■ **EXCERTO SELECIONADO**:
Os números estão próximos dos valores pré-pandemia, mas em contexto de carência de profissionais de saúde nas urgências e de crescente indisponibilidade de médicos internos para trabalho extraordinário acima das 150 horas anuais (ler texto ao lado), tornam-se mais difíceis de gerir.
Depois de dois anos de redução dos atendimentos nas urgências devido à pandemia covid-19, em 2022 recuperou-se uma trajetória não desejável: nos primeiros sete meses do ano registaram-se 3,56 milhões de episódios, em linha com 2019 (3,69 milhões).
Curioso é que a sazonalidade destes serviços, tradicionalmente com maior procura nos meses de inverno, pode estar a mudar. Este ano, até à data, o mês mais crítico foi maio, que teve um saldo recorde de 657 278 episódios de urgência, segundo informação disponível no Portal do SNS. Seguiu-se março com mais de 567 mil casos.
44% não urgentes
Do total de doentes que foram às urgências entre janeiro e julho deste ano, 44% foram triados com as pulseiras verdes, azuis e brancas da triagem de Manchester, que indicam um nível de prioridade não urgente. Ou seja, quase metade podia ter sido atendido num nível de cuidados menos diferenciado, nomeadamente nos centros de saúde.
Nos hospitais somam-se vozes a pedir medidas efetivas para resolver a procura dos casos não urgentes, que enchem os serviços e comprometem a qualidade e segurança clínicas.
A tutela reconhece que "a redução da utilização inapropriada ou evitável dos serviços de urgência dos hospitais do SNS é fundamental" para a eficiência e melhoria da qualidade na prestação. E tenta recuperar projetos lançados antes da pandemia, com resultados pouco expressivos.
Numa circular normativa, publicada no final de julho, a Administração Central do Sistema de Saúde instou os hospitais a criarem uma espécie de "via verde" de doentes não urgentes para os centros de saúde.
Mas a referenciação para consultas em 24 horas depende da adesão dos doentes que, na maioria das vezes, como já noticiou o JN, recusam abandonar o hospital para não fazerem mais deslocações ou por falta de exames e análises nos centros de saúde. A DGS recomendou um esforço nesse processo para acautelar o inverno.

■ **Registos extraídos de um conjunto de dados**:

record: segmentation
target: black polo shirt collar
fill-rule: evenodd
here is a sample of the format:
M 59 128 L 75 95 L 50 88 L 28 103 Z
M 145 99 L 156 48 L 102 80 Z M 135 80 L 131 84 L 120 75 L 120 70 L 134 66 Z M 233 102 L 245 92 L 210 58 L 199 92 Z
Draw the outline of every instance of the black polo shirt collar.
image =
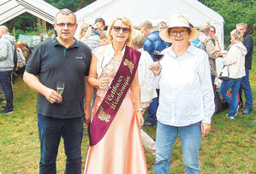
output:
M 75 48 L 75 47 L 78 48 L 79 47 L 79 41 L 76 38 L 74 38 L 74 43 L 70 47 L 68 47 L 68 49 L 72 49 L 72 48 Z M 52 42 L 53 42 L 53 44 L 54 44 L 55 47 L 57 47 L 57 46 L 62 46 L 62 47 L 63 47 L 63 45 L 61 44 L 58 42 L 58 40 L 57 39 L 57 38 L 54 38 L 54 39 L 52 40 Z

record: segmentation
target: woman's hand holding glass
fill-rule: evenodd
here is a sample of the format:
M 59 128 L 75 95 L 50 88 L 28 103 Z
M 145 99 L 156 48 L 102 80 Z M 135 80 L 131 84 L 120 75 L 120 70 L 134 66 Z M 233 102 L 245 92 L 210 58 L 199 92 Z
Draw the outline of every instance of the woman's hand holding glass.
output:
M 154 76 L 158 76 L 162 70 L 162 66 L 159 61 L 154 61 L 149 67 L 149 69 L 153 72 Z

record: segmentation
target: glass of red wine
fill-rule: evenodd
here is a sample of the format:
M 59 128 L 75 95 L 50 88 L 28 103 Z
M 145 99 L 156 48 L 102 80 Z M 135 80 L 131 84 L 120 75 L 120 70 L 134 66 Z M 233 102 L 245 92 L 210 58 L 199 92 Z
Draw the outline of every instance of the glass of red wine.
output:
M 153 55 L 154 55 L 154 58 L 156 59 L 156 61 L 159 61 L 163 58 L 164 54 L 161 54 L 160 51 L 155 50 L 153 52 Z M 156 68 L 156 70 L 161 71 L 162 69 L 161 68 Z

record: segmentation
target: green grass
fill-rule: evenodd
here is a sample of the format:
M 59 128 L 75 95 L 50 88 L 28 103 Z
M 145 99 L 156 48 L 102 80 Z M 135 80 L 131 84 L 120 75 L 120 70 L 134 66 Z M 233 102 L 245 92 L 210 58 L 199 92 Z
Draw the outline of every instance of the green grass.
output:
M 254 37 L 254 43 L 256 37 Z M 200 173 L 256 173 L 256 48 L 254 46 L 250 82 L 253 96 L 252 113 L 235 119 L 225 117 L 227 111 L 215 114 L 212 128 L 202 139 L 199 151 Z M 243 96 L 244 97 L 244 96 Z M 18 78 L 14 84 L 15 112 L 0 114 L 0 172 L 39 173 L 39 141 L 37 126 L 36 93 Z M 156 127 L 145 127 L 155 139 Z M 84 163 L 88 147 L 88 137 L 82 142 Z M 153 173 L 155 157 L 146 150 L 149 173 Z M 170 159 L 170 173 L 185 173 L 181 142 L 178 138 Z M 57 157 L 57 173 L 63 173 L 65 154 L 63 142 Z M 84 165 L 84 164 L 83 164 Z

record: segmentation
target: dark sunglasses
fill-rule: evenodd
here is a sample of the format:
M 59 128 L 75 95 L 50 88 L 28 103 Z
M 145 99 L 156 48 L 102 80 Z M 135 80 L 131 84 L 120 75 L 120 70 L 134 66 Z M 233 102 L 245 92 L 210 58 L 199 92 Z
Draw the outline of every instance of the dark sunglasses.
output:
M 113 30 L 116 32 L 120 32 L 122 30 L 123 33 L 128 33 L 130 32 L 130 29 L 128 27 L 120 27 L 120 26 L 113 26 Z
M 75 26 L 75 24 L 74 24 L 74 23 L 59 23 L 59 24 L 56 24 L 56 25 L 57 25 L 60 27 L 64 27 L 65 26 L 67 26 L 68 27 L 72 27 L 72 26 Z

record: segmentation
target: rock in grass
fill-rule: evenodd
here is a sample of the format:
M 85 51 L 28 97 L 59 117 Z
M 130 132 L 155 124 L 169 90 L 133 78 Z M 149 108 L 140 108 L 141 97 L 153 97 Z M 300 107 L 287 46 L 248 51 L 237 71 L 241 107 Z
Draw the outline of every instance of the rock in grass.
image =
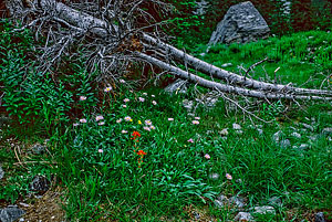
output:
M 325 222 L 324 213 L 318 212 L 317 214 L 314 214 L 314 221 L 315 222 Z
M 1 166 L 0 166 L 0 180 L 3 178 L 4 176 L 4 171 L 2 170 Z
M 325 135 L 332 135 L 332 127 L 323 128 L 322 133 Z
M 251 210 L 255 214 L 276 214 L 276 210 L 271 205 L 255 207 Z
M 13 222 L 21 218 L 25 212 L 18 207 L 9 207 L 0 210 L 1 222 Z
M 50 180 L 44 177 L 44 176 L 35 176 L 30 183 L 30 189 L 32 191 L 38 191 L 38 192 L 45 192 L 50 189 L 51 182 Z
M 289 139 L 283 139 L 280 141 L 280 147 L 282 148 L 287 148 L 287 147 L 290 147 L 291 144 L 290 144 L 290 140 Z
M 295 138 L 298 138 L 298 139 L 301 139 L 301 134 L 299 134 L 299 133 L 295 133 L 295 131 L 294 131 L 294 133 L 291 134 L 291 136 L 292 136 L 292 137 L 295 137 Z
M 42 155 L 46 151 L 46 147 L 40 144 L 34 145 L 31 149 L 34 155 Z
M 234 220 L 235 220 L 235 221 L 242 221 L 242 222 L 246 222 L 246 221 L 252 221 L 253 218 L 252 218 L 252 215 L 251 215 L 250 213 L 248 213 L 248 212 L 239 212 L 239 213 L 235 216 Z

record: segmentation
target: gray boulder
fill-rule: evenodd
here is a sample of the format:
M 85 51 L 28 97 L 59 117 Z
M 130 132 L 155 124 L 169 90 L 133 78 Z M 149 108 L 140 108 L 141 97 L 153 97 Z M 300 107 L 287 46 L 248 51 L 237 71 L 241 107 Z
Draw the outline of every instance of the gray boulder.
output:
M 209 44 L 247 43 L 270 35 L 270 28 L 250 1 L 232 6 L 218 23 Z
M 18 207 L 8 207 L 0 209 L 0 221 L 1 222 L 13 222 L 21 218 L 25 212 Z

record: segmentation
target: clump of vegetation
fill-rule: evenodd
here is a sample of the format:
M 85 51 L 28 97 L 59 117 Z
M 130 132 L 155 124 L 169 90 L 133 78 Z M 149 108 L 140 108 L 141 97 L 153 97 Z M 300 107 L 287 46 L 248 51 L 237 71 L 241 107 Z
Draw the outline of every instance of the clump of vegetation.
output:
M 14 35 L 1 36 L 1 94 L 12 120 L 0 131 L 6 171 L 0 199 L 14 203 L 32 192 L 32 176 L 43 173 L 56 175 L 61 182 L 53 187 L 68 190 L 64 208 L 73 221 L 189 220 L 193 211 L 187 209 L 193 208 L 210 220 L 232 220 L 234 208 L 215 205 L 219 194 L 243 197 L 248 211 L 269 204 L 272 197 L 282 201 L 274 207 L 276 215 L 258 215 L 257 221 L 331 210 L 332 141 L 320 134 L 332 126 L 330 104 L 252 99 L 248 110 L 267 123 L 250 120 L 227 99 L 218 98 L 212 109 L 197 102 L 200 87 L 173 96 L 157 87 L 131 91 L 126 78 L 118 80 L 118 86 L 96 83 L 97 73 L 87 74 L 79 62 L 66 72 L 41 74 L 29 65 L 33 57 L 25 57 L 32 51 L 29 33 L 12 44 L 4 40 Z M 246 45 L 220 44 L 200 56 L 217 66 L 230 62 L 230 71 L 238 71 L 237 65 L 247 70 L 268 56 L 249 73 L 252 77 L 273 80 L 281 67 L 278 78 L 301 85 L 323 72 L 310 84 L 325 80 L 329 88 L 331 42 L 329 34 L 311 31 Z M 198 45 L 193 53 L 206 50 Z M 232 98 L 240 105 L 246 102 Z M 191 110 L 183 106 L 184 99 L 193 102 Z M 301 124 L 313 126 L 304 129 Z M 42 134 L 34 134 L 37 125 Z M 20 127 L 35 137 L 15 130 Z M 282 134 L 277 140 L 278 131 Z M 13 137 L 29 138 L 21 154 Z M 29 152 L 31 144 L 45 138 L 49 152 Z M 291 146 L 281 142 L 286 140 Z

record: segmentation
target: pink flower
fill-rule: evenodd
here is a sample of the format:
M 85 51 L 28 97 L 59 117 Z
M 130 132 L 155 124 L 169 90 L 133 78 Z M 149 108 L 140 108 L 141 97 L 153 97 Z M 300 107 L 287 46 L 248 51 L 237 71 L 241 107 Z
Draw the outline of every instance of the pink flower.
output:
M 198 125 L 199 121 L 198 121 L 198 120 L 193 120 L 193 124 L 194 124 L 194 125 Z
M 96 121 L 102 120 L 102 119 L 104 119 L 103 116 L 96 116 L 96 117 L 95 117 L 95 120 L 96 120 Z
M 229 175 L 229 173 L 226 173 L 226 178 L 227 178 L 228 180 L 232 180 L 232 177 L 231 177 L 231 175 Z
M 133 121 L 132 117 L 129 117 L 129 116 L 126 116 L 126 117 L 125 117 L 125 120 L 126 120 L 126 121 Z
M 80 96 L 80 101 L 86 101 L 86 96 Z
M 147 126 L 151 126 L 151 125 L 152 125 L 152 121 L 151 121 L 149 119 L 146 119 L 144 123 L 145 123 L 145 125 L 147 125 Z
M 148 126 L 143 127 L 143 129 L 151 131 L 151 128 Z
M 108 87 L 105 87 L 105 88 L 104 88 L 104 92 L 105 92 L 105 93 L 107 93 L 107 92 L 110 92 L 110 91 L 112 91 L 112 86 L 108 86 Z
M 205 157 L 205 159 L 210 159 L 211 158 L 208 154 L 206 154 L 204 157 Z

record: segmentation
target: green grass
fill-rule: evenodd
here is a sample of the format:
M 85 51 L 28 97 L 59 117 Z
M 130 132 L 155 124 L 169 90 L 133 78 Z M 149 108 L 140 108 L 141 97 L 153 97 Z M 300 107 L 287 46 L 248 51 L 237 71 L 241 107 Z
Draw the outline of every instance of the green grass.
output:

■ **O QUE FAZER**:
(a) Responda, por favor, às seguintes perguntas sobre o texto das urgências hospitalares:
(i) Quantos episódios de urgência se registaram nos primeiros sete meses de 2022?
(ii) Qual foi o mês mais crítico deste ano e quantos episódios de urgência teve?
(iii) Que percentagem dos doentes que foram às urgências entre janeiro e julho foi triada com um nível de prioridade não urgente?
(b) Apresente a continuação do texto sobre as urgências hospitalares a partir da última frase.

■ **RESPOSTAS ÀS TAREFAS**:
(a)
(i) 3,56 milhões de episódios.
(ii) Maio, com 657 278 episódios de urgência.
(iii) 44%.

(b)
Reunião
Internos podem ditar fecho de vários serviços
Os médicos que estão a fazer a especialidade de medicina interna reúnem-se hoje, no Porto, com o bastonário da Ordem dos Médicos para discutirem a atual crise da especialidade, numa altura em que 416 de 1061 internos já comunicaram, numa carta aberta dirigida à ministra da Saúde, que estão indisponíveis para realizar mais do que 150 horas extraordinárias por ano. A maioria já ultrapassou em muito aquele número. A medicina interna é a especialidade predominante nas urgências e grande parte das escalas destes serviços são preenchidas com médicos internos. A indisponibilidade para realizar mais horas extraordinárias pode ditar o fecho de várias urgências em todo o país, como já alertaram Ordem e sindicatos médicos. Na semana passada, o bastonário reuniu-se com internos da especialidade de ginecologia/ obstetrícia, que também estão a recusar trabalhar mais de 150 horas extraordinárias por ano. Após o encontro, Miguel Guimarães referiu que há internos da especialidade que acumularam, de janeiro a agosto, mais de 650 horas extra, um valor que classificou como "escravatura".
Circular
Reduzir não urgentes
Para reduzir a utilização inapropriada das urgências, a Administração Central do Sistema de Saúde emitiu há um mês uma circular normativa para os hospitais definirem com os agrupamentos de centros de saúde protocolos de referenciação dos doentes não urgentes (pulseiras verdes, azuis e brancas) para os cuidados primários.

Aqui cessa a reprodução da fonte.